- Exercise: Copy the data below word for word, from the first line to the last. Leave the pictures out.

- Exercise materials:
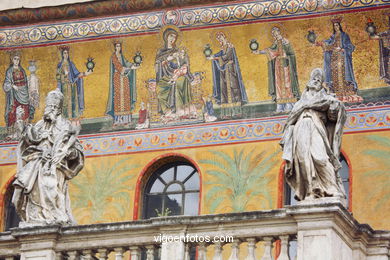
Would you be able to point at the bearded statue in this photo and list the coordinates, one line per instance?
(49, 155)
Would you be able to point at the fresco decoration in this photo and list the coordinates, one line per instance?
(338, 65)
(380, 196)
(184, 18)
(18, 104)
(228, 86)
(210, 134)
(89, 9)
(173, 77)
(71, 84)
(107, 197)
(239, 180)
(176, 91)
(122, 87)
(384, 47)
(283, 84)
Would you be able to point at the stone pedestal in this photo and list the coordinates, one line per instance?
(37, 243)
(322, 234)
(172, 250)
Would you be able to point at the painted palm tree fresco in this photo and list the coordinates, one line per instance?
(380, 196)
(239, 182)
(102, 192)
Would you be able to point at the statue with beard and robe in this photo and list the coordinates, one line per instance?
(311, 143)
(49, 155)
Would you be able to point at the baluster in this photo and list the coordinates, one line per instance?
(267, 249)
(103, 253)
(284, 254)
(59, 256)
(251, 249)
(119, 253)
(87, 254)
(235, 250)
(202, 251)
(187, 252)
(149, 252)
(72, 255)
(217, 251)
(135, 253)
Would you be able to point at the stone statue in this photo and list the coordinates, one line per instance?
(49, 155)
(311, 143)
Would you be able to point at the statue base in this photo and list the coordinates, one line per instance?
(323, 201)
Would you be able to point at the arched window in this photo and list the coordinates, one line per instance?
(173, 189)
(11, 218)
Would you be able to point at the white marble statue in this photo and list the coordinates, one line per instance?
(49, 155)
(311, 143)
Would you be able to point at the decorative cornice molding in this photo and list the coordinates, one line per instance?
(151, 22)
(203, 135)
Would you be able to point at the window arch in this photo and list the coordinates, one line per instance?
(172, 190)
(169, 185)
(345, 174)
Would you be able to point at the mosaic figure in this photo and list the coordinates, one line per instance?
(16, 91)
(283, 84)
(228, 86)
(173, 78)
(33, 85)
(122, 95)
(71, 84)
(338, 66)
(384, 52)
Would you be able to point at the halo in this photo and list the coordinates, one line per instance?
(60, 48)
(282, 28)
(213, 38)
(170, 26)
(385, 18)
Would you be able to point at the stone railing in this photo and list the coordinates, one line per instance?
(322, 232)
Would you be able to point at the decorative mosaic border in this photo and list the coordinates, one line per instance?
(184, 18)
(230, 132)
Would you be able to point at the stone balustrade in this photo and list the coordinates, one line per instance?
(324, 231)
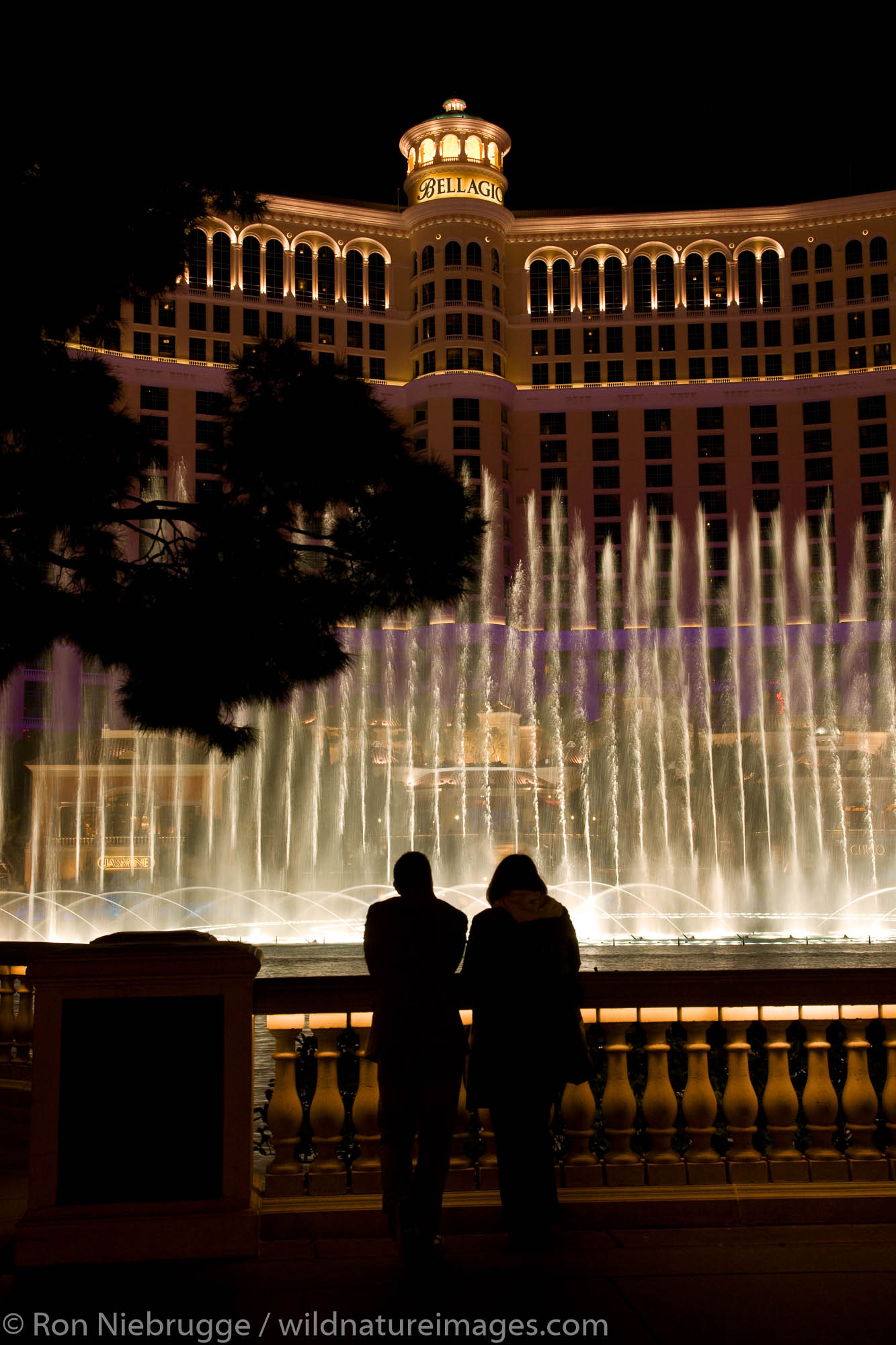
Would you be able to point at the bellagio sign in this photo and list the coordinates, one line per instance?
(464, 185)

- Answer below:
Would you be able to point at the bearded statue in this photo and list the coordinates, one line per instance?
(49, 155)
Would you be able to point at the fresco decoration in this photo and list the coordinates, one line per instance?
(338, 65)
(380, 196)
(184, 18)
(18, 104)
(228, 86)
(210, 134)
(89, 9)
(173, 77)
(71, 84)
(107, 197)
(239, 180)
(176, 91)
(122, 87)
(384, 47)
(283, 84)
Would you be able to point at the stone pedestal in this photo and list the coordinates, one line per instance?
(37, 243)
(322, 234)
(172, 250)
Would you be able to point at the painted palm tree fresco in this photo and list the coordinates, one line per instance?
(380, 196)
(239, 182)
(102, 192)
Would you be able to point at the statue with beard and robe in this photo and list the coordinates, one line per instance?
(311, 143)
(49, 155)
Would you be able to point at the baluster in this photo and list the coordinates, one line per instance?
(267, 249)
(103, 253)
(284, 254)
(59, 256)
(251, 249)
(119, 253)
(87, 254)
(235, 250)
(202, 251)
(187, 252)
(149, 252)
(72, 255)
(217, 251)
(135, 253)
Would you be able to point at the stone statue in this photo and list the coordinates, one line per instance?
(49, 155)
(311, 143)
Would you be able to point at the statue base in this photo and list the coordinates, one line per instance?
(323, 201)
Would you be able to point at the arched window in this photo and list the coordinates, one line per instance?
(173, 189)
(11, 218)
Would you be able to point at the white marble statue in this photo and list the coordinates, one line per instance?
(49, 155)
(311, 143)
Would you be able to point at the decorative cornice molding in this photo and list the coordinates, one line per instance?
(151, 22)
(203, 135)
Would you be able to point at the window arch in this photo and list the coordinates, one line per instance?
(172, 190)
(169, 185)
(345, 174)
Would you be able to point at the mosaic figure in this photo and list the coordinates, one line per instance?
(16, 91)
(283, 84)
(228, 86)
(173, 78)
(33, 85)
(122, 95)
(71, 84)
(338, 66)
(384, 52)
Would you be able to point at the halo in this photo and list the coordinates, one line per instance?
(60, 48)
(282, 28)
(213, 38)
(170, 26)
(385, 18)
Would you be able to point at the stone railing in this photo and list the coordinates, one line per instance?
(322, 232)
Would you be able to point at the decorative mosaic border in this photo and list the coordinates, one line per instance?
(184, 18)
(230, 132)
Would you be able to point at the stone balustrade in this photo and list the coordinates, one line per instance?
(324, 231)
Would you be able to point at the bellagio sign in this photo and list the coordinates, one line per instance?
(464, 185)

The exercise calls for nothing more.